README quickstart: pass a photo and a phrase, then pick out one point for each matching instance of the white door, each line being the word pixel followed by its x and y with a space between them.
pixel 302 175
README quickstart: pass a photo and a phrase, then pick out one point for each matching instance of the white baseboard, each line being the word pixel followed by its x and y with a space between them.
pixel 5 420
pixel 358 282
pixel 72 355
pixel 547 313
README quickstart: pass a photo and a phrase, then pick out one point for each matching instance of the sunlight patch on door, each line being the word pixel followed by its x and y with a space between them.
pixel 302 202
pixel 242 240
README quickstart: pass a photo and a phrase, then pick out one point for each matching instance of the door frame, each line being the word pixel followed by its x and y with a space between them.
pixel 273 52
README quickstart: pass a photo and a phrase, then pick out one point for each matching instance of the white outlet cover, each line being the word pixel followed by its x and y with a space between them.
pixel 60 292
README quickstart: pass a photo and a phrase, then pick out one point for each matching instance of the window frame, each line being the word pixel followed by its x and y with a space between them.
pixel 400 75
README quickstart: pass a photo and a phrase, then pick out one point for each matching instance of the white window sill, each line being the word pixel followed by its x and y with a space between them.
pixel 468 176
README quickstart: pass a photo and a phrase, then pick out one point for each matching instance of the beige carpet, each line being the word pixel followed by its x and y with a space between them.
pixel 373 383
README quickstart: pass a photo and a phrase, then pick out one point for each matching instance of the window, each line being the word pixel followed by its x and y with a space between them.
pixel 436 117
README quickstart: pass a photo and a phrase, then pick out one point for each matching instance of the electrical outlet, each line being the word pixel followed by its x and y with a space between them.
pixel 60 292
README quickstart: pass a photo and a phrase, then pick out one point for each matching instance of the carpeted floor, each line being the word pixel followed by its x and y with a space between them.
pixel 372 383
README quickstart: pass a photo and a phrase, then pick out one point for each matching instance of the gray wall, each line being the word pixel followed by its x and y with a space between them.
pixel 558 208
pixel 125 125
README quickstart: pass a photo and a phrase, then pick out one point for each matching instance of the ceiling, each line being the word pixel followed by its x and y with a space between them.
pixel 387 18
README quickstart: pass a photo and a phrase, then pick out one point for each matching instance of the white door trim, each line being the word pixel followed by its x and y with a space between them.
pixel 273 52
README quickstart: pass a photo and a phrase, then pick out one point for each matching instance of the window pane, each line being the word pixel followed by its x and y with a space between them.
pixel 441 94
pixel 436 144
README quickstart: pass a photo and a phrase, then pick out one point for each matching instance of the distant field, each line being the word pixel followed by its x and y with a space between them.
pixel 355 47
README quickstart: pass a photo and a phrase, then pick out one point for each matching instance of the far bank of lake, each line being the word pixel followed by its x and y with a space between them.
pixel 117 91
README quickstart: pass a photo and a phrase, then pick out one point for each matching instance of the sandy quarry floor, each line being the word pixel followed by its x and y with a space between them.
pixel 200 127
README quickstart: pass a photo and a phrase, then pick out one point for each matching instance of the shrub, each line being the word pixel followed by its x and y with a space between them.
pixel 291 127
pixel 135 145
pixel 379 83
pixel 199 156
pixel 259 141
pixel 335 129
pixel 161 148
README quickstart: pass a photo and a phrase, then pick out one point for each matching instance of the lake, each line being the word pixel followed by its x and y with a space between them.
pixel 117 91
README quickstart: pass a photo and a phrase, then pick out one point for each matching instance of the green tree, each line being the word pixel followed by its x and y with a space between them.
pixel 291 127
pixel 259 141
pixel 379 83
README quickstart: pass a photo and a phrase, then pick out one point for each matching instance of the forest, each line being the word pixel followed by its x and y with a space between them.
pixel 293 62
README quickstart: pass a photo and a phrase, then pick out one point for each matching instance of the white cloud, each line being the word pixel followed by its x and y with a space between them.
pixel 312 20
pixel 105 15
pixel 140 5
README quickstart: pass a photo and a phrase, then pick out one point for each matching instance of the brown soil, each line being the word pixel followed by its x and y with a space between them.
····················
• _REQUIREMENT_
Can you extract, unchanged, the lines starting at the one that contains "the white outlet" and ending at the one that contains "pixel 400 75", with both of those lines included?

• _IN RESPONSE_
README quickstart: pass a photo and a phrase, then pick out one point for each matching instance of the white outlet cover, each line being the word pixel followed by its x and y with a space between them.
pixel 60 292
README quickstart: pass a photo and a phrase, then pick out one point for each matching instance of the window frame, each line being the word pixel followed by its x and y with a space between them.
pixel 400 75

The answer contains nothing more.